> EXERCISE INSTRUCTIONS:
Search the entries for the word "left" and report each line that has it.

> DATASET:
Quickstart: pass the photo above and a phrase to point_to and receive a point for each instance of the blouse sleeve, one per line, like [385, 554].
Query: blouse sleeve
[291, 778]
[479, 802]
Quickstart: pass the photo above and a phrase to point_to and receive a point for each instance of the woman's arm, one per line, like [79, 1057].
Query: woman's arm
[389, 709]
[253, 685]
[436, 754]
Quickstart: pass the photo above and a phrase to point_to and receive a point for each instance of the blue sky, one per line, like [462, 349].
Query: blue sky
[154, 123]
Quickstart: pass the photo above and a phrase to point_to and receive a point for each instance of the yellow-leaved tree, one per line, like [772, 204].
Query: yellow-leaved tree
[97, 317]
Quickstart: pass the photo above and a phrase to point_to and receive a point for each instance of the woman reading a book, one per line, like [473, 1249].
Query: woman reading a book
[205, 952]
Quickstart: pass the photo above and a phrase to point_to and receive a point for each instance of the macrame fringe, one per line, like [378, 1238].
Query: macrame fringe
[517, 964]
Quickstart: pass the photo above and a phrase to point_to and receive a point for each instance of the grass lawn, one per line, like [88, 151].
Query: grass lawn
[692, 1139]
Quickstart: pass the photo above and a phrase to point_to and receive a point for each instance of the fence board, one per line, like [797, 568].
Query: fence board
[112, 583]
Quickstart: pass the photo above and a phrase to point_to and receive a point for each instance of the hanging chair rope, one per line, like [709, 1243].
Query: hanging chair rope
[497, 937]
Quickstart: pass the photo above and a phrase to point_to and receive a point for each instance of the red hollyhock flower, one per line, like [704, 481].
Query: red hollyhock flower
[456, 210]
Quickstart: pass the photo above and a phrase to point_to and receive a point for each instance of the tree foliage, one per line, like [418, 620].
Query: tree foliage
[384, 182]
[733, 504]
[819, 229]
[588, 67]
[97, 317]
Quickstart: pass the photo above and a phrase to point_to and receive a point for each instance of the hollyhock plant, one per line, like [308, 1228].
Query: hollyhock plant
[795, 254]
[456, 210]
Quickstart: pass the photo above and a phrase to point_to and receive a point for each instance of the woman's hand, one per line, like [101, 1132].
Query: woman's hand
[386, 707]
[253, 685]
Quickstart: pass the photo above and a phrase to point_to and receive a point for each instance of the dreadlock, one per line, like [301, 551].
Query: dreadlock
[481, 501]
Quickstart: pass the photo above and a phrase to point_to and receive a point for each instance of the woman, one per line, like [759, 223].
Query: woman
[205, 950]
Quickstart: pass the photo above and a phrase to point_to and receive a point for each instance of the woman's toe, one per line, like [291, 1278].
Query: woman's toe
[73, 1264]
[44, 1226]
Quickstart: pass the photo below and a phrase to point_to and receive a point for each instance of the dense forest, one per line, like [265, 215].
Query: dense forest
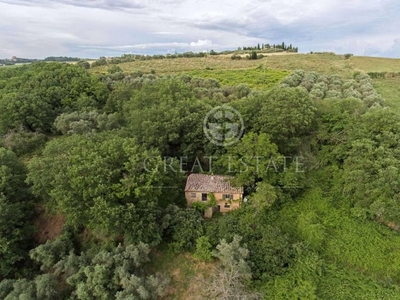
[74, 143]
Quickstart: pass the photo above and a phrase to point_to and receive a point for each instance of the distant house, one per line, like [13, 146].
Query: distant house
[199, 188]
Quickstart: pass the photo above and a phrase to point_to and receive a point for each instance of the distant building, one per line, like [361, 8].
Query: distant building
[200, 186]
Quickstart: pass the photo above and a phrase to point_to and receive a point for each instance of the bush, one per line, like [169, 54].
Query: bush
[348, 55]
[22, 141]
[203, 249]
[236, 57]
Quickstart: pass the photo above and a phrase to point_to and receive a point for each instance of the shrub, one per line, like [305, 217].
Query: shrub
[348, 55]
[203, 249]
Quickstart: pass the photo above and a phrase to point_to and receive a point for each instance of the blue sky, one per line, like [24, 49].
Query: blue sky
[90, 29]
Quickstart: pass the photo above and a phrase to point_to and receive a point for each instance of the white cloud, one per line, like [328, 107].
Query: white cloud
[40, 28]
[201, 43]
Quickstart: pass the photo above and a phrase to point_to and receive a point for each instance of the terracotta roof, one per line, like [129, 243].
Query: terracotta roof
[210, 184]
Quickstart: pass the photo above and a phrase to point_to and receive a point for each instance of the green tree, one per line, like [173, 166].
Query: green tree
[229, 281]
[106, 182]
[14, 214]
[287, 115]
...
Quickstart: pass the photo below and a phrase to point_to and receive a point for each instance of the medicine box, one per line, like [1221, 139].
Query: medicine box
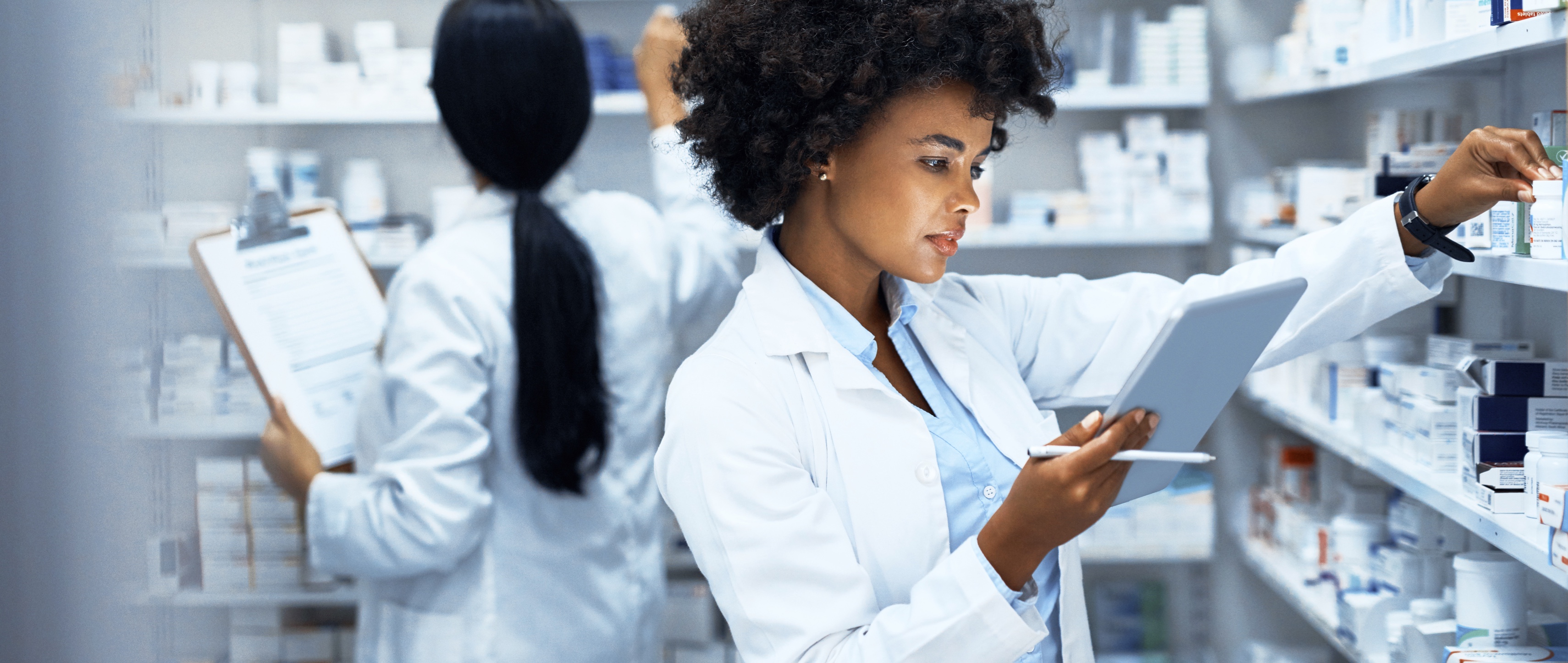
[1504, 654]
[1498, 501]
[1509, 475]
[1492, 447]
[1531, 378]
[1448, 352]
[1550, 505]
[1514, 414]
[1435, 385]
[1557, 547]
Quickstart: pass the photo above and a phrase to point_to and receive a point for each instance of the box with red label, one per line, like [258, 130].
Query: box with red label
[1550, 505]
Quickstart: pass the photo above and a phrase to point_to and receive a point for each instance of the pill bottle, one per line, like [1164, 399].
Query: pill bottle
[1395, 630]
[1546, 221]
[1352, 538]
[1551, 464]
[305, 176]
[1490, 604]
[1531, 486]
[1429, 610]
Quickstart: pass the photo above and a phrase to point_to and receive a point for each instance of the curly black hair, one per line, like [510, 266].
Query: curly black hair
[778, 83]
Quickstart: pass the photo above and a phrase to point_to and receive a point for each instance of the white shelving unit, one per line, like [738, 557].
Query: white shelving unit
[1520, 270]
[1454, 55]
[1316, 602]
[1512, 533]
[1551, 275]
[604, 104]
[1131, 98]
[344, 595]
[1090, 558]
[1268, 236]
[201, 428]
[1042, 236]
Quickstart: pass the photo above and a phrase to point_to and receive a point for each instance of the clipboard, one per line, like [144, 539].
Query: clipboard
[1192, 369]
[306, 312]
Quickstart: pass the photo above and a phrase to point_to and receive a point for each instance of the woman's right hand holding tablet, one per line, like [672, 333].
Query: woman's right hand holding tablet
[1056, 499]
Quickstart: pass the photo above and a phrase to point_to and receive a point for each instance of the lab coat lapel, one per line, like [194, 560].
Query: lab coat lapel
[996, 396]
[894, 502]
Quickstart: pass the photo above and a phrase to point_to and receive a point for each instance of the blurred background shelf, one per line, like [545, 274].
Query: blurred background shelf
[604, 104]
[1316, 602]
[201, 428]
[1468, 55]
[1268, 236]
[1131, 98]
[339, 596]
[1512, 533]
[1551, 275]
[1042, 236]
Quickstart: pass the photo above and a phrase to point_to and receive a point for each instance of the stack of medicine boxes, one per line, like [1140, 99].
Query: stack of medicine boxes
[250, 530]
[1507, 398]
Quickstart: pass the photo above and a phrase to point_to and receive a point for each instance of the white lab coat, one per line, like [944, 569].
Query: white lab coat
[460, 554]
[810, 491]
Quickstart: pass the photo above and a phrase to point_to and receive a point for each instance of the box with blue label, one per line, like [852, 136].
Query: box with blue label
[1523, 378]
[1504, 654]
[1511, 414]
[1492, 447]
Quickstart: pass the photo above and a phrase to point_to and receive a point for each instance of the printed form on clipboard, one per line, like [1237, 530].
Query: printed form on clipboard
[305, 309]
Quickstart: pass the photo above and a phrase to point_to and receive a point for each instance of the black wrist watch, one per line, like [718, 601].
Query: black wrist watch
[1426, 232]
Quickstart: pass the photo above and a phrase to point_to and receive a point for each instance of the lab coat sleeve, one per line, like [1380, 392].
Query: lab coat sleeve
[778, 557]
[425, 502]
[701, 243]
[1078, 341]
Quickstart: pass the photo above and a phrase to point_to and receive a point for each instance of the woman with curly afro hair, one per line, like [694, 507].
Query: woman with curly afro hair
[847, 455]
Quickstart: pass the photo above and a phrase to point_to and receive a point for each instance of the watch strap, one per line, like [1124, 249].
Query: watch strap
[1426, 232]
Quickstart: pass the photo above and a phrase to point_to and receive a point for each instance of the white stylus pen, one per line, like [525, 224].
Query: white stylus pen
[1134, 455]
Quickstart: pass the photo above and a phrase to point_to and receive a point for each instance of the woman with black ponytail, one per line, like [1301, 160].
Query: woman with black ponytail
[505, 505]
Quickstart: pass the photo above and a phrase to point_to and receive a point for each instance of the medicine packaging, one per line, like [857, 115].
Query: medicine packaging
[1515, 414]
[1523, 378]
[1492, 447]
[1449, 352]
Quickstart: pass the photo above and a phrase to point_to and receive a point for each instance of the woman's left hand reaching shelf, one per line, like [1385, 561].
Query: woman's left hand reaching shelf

> ANSWER AREA:
Quickstart: pass the photo above and a phrase to point_to and receive a point for each instance of the woman's left hand reaching shelf, one per line, like [1385, 561].
Query: woman's left hand reaching shelf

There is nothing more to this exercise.